* _Data extracts_
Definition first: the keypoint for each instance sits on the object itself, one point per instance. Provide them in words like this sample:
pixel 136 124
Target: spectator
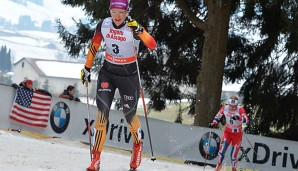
pixel 69 94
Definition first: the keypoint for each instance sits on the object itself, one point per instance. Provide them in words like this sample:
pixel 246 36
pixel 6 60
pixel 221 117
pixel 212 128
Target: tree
pixel 200 43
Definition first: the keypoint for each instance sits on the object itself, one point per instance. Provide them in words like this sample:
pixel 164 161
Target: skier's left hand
pixel 235 117
pixel 132 23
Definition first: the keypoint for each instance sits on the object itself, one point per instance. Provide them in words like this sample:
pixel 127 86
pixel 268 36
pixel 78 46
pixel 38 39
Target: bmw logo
pixel 60 116
pixel 209 145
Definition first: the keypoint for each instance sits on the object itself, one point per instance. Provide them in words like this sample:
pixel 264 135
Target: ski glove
pixel 85 75
pixel 211 125
pixel 236 117
pixel 132 23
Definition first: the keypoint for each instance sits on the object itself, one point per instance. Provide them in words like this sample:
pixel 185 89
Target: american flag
pixel 31 108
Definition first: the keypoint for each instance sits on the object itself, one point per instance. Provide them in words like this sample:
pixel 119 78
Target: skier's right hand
pixel 85 75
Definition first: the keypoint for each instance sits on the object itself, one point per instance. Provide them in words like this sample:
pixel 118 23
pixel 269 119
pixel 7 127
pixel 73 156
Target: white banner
pixel 69 119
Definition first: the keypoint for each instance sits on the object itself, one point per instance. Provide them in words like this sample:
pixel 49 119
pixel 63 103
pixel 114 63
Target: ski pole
pixel 251 146
pixel 143 96
pixel 144 106
pixel 89 129
pixel 208 148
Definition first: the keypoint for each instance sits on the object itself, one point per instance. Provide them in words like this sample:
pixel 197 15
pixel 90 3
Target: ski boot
pixel 95 164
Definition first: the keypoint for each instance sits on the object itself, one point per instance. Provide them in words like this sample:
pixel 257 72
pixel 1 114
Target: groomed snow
pixel 20 152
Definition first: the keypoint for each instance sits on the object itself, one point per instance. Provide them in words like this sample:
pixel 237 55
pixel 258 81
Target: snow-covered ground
pixel 20 152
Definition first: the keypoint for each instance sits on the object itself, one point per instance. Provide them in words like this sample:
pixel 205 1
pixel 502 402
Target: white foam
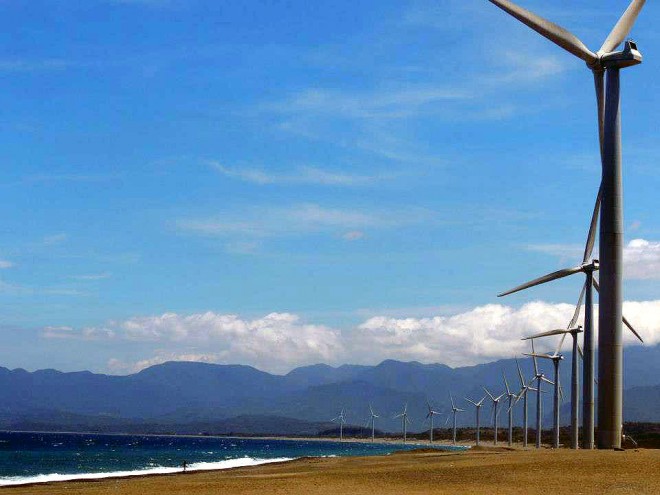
pixel 198 466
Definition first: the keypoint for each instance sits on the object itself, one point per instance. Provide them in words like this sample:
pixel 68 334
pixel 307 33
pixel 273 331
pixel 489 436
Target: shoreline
pixel 218 465
pixel 484 470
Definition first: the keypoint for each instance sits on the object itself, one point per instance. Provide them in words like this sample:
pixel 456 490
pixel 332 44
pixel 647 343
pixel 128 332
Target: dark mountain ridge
pixel 178 393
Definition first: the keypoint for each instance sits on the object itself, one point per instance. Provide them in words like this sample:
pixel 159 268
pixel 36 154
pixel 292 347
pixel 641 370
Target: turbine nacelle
pixel 627 57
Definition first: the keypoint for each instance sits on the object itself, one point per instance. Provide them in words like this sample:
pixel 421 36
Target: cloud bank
pixel 278 342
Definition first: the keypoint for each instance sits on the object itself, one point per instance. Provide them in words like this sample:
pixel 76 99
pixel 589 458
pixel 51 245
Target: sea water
pixel 41 457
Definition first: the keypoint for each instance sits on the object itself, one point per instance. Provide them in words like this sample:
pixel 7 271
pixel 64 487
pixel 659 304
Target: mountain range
pixel 194 397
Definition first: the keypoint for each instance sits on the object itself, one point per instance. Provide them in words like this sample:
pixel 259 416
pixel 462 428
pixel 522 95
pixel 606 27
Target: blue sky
pixel 332 163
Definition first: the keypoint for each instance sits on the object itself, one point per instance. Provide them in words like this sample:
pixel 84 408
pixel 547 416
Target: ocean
pixel 27 457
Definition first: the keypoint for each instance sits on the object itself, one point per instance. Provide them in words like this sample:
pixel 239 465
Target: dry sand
pixel 485 471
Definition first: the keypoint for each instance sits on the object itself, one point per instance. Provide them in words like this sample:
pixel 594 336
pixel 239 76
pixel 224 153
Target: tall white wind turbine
pixel 495 402
pixel 372 420
pixel 477 406
pixel 404 421
pixel 574 375
pixel 341 419
pixel 605 62
pixel 429 417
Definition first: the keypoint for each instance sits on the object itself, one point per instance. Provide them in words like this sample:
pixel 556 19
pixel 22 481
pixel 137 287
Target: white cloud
pixel 122 367
pixel 353 235
pixel 301 219
pixel 278 342
pixel 641 259
pixel 61 332
pixel 51 240
pixel 376 104
pixel 484 333
pixel 91 276
pixel 301 175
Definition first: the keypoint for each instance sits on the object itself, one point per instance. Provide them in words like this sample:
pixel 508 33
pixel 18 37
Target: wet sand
pixel 429 472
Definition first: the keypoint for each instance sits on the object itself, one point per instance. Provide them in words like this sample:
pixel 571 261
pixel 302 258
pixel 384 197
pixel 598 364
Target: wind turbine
pixel 524 388
pixel 342 421
pixel 429 416
pixel 540 378
pixel 604 61
pixel 454 410
pixel 496 402
pixel 556 358
pixel 372 420
pixel 574 375
pixel 477 406
pixel 510 395
pixel 404 420
pixel 588 268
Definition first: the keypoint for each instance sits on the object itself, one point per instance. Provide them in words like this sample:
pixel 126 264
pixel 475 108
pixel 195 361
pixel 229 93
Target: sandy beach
pixel 424 471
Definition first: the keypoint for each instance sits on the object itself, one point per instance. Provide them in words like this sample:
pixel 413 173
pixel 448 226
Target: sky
pixel 281 183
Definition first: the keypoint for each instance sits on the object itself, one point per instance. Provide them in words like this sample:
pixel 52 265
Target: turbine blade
pixel 578 307
pixel 623 27
pixel 591 237
pixel 627 323
pixel 561 343
pixel 557 34
pixel 549 333
pixel 544 356
pixel 545 278
pixel 522 379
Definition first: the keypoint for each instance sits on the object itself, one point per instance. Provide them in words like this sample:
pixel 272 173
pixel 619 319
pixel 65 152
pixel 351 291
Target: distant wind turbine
pixel 574 375
pixel 477 406
pixel 511 396
pixel 496 402
pixel 342 420
pixel 429 417
pixel 540 378
pixel 372 420
pixel 404 421
pixel 524 388
pixel 454 410
pixel 556 358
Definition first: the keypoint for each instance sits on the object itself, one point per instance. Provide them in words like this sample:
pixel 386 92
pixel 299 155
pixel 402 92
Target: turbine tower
pixel 454 410
pixel 556 359
pixel 342 420
pixel 496 402
pixel 575 401
pixel 524 388
pixel 539 376
pixel 477 406
pixel 511 396
pixel 588 268
pixel 404 421
pixel 372 420
pixel 604 61
pixel 429 417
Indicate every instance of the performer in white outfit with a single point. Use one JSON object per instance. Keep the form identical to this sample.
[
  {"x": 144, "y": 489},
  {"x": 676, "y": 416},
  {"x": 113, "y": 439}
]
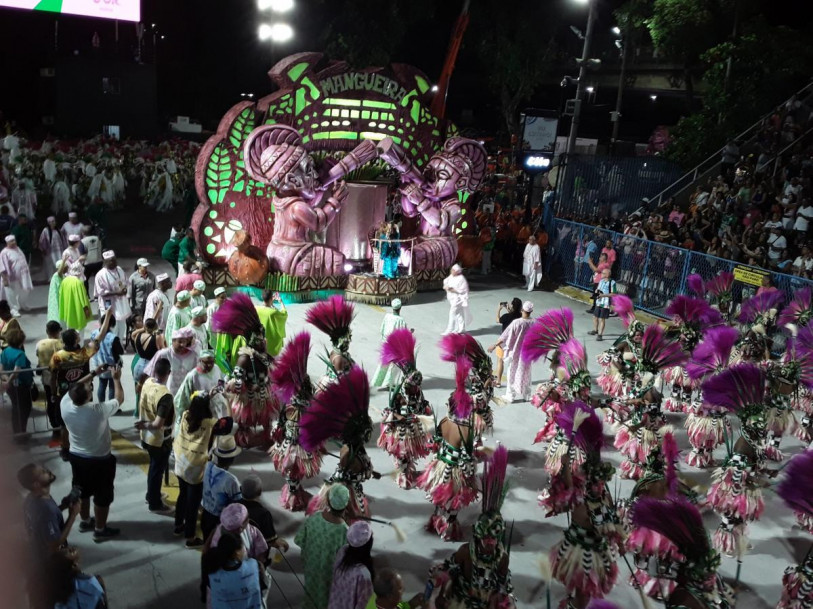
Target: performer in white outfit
[
  {"x": 111, "y": 291},
  {"x": 16, "y": 276},
  {"x": 532, "y": 263},
  {"x": 457, "y": 293}
]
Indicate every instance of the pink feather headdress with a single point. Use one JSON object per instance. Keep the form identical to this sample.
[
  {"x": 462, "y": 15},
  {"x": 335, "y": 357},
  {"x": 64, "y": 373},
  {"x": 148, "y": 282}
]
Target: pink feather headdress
[
  {"x": 799, "y": 311},
  {"x": 659, "y": 351},
  {"x": 332, "y": 316},
  {"x": 399, "y": 349},
  {"x": 589, "y": 436},
  {"x": 237, "y": 316},
  {"x": 340, "y": 411},
  {"x": 713, "y": 353},
  {"x": 736, "y": 388},
  {"x": 547, "y": 334},
  {"x": 290, "y": 372}
]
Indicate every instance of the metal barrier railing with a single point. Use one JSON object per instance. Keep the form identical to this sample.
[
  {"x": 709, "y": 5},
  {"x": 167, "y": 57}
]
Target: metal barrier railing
[{"x": 649, "y": 272}]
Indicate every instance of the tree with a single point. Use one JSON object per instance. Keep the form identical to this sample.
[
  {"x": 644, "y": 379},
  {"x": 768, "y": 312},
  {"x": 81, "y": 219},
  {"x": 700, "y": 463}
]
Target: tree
[{"x": 515, "y": 45}]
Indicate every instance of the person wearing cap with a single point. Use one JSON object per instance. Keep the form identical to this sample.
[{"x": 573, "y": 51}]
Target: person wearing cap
[
  {"x": 156, "y": 420},
  {"x": 457, "y": 293},
  {"x": 203, "y": 378},
  {"x": 111, "y": 292},
  {"x": 389, "y": 376},
  {"x": 179, "y": 314},
  {"x": 319, "y": 538},
  {"x": 260, "y": 516},
  {"x": 72, "y": 227},
  {"x": 16, "y": 276},
  {"x": 157, "y": 305},
  {"x": 51, "y": 244},
  {"x": 197, "y": 296},
  {"x": 139, "y": 286},
  {"x": 220, "y": 486},
  {"x": 518, "y": 383},
  {"x": 353, "y": 569}
]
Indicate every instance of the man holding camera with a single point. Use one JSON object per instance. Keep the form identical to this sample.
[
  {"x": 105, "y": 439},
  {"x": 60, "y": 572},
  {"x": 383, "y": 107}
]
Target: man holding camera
[{"x": 92, "y": 461}]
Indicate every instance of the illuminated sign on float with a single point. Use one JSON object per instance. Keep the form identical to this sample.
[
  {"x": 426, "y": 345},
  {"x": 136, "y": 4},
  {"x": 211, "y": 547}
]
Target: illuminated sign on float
[{"x": 122, "y": 10}]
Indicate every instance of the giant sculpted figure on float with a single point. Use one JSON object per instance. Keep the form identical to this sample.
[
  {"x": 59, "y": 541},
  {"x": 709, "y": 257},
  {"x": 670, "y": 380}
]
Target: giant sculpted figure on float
[
  {"x": 432, "y": 195},
  {"x": 274, "y": 155}
]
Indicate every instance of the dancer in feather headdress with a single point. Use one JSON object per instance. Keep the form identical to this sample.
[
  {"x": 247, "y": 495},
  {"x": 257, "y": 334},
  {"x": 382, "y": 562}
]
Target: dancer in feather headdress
[
  {"x": 736, "y": 490},
  {"x": 478, "y": 576},
  {"x": 619, "y": 362},
  {"x": 294, "y": 389},
  {"x": 253, "y": 403},
  {"x": 340, "y": 413},
  {"x": 719, "y": 290},
  {"x": 480, "y": 384},
  {"x": 640, "y": 431},
  {"x": 450, "y": 480},
  {"x": 585, "y": 560},
  {"x": 698, "y": 585},
  {"x": 333, "y": 317},
  {"x": 706, "y": 424},
  {"x": 549, "y": 332},
  {"x": 690, "y": 318},
  {"x": 796, "y": 489},
  {"x": 402, "y": 432}
]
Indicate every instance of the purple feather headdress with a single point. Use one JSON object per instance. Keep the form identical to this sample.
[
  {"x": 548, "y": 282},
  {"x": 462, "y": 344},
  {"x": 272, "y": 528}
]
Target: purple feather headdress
[
  {"x": 237, "y": 316},
  {"x": 736, "y": 388},
  {"x": 686, "y": 310},
  {"x": 340, "y": 411},
  {"x": 796, "y": 487},
  {"x": 757, "y": 309},
  {"x": 720, "y": 285},
  {"x": 290, "y": 372},
  {"x": 799, "y": 311},
  {"x": 676, "y": 519},
  {"x": 332, "y": 316},
  {"x": 399, "y": 349},
  {"x": 713, "y": 353},
  {"x": 659, "y": 351},
  {"x": 696, "y": 285},
  {"x": 547, "y": 334},
  {"x": 589, "y": 435},
  {"x": 493, "y": 480}
]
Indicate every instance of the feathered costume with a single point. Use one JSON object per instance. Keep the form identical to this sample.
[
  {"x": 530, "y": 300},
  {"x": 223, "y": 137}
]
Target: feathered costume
[
  {"x": 707, "y": 425},
  {"x": 253, "y": 403},
  {"x": 796, "y": 489},
  {"x": 450, "y": 480},
  {"x": 736, "y": 491},
  {"x": 585, "y": 560},
  {"x": 640, "y": 432},
  {"x": 690, "y": 318},
  {"x": 333, "y": 317},
  {"x": 477, "y": 576},
  {"x": 293, "y": 388},
  {"x": 548, "y": 333},
  {"x": 680, "y": 522},
  {"x": 402, "y": 432},
  {"x": 340, "y": 412}
]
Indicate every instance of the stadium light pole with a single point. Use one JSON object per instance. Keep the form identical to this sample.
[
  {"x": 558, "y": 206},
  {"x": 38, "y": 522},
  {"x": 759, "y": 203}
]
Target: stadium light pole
[{"x": 583, "y": 62}]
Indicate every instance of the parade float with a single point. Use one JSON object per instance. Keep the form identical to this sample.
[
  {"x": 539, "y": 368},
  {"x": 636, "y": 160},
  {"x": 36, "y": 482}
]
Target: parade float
[{"x": 291, "y": 188}]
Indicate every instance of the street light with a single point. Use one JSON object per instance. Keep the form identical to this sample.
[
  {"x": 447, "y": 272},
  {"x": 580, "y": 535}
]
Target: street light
[{"x": 278, "y": 6}]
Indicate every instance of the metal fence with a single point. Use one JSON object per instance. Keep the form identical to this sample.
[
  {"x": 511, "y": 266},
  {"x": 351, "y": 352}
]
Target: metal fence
[
  {"x": 650, "y": 273},
  {"x": 610, "y": 186}
]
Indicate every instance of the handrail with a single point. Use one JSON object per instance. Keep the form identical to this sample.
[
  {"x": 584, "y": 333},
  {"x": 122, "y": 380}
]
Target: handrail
[{"x": 658, "y": 199}]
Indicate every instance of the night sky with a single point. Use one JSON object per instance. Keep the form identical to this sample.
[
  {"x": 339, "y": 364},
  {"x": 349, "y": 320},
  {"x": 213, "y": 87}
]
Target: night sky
[{"x": 211, "y": 54}]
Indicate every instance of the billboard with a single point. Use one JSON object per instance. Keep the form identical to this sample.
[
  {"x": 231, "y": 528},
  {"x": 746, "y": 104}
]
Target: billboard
[{"x": 123, "y": 10}]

* _What the exercise asks_
Give back exactly the lines above starting at the line where "pixel 224 153" appears and ending at the line where "pixel 508 33" appears, both included, with no other lines.

* _Response area_
pixel 224 153
Target: tall white wind turbine
pixel 495 402
pixel 372 420
pixel 477 406
pixel 404 421
pixel 574 375
pixel 341 419
pixel 605 62
pixel 429 417
Definition first: the keypoint for each instance sits on the object itself, one point per instance. Provide them in words like this sample:
pixel 556 19
pixel 22 481
pixel 137 287
Target: white cloud
pixel 122 367
pixel 353 235
pixel 301 219
pixel 278 342
pixel 641 259
pixel 61 332
pixel 51 240
pixel 376 104
pixel 484 333
pixel 91 276
pixel 301 175
Definition first: the keypoint for each instance sits on the object itself, one point per instance. Provide them in words like this sample:
pixel 508 33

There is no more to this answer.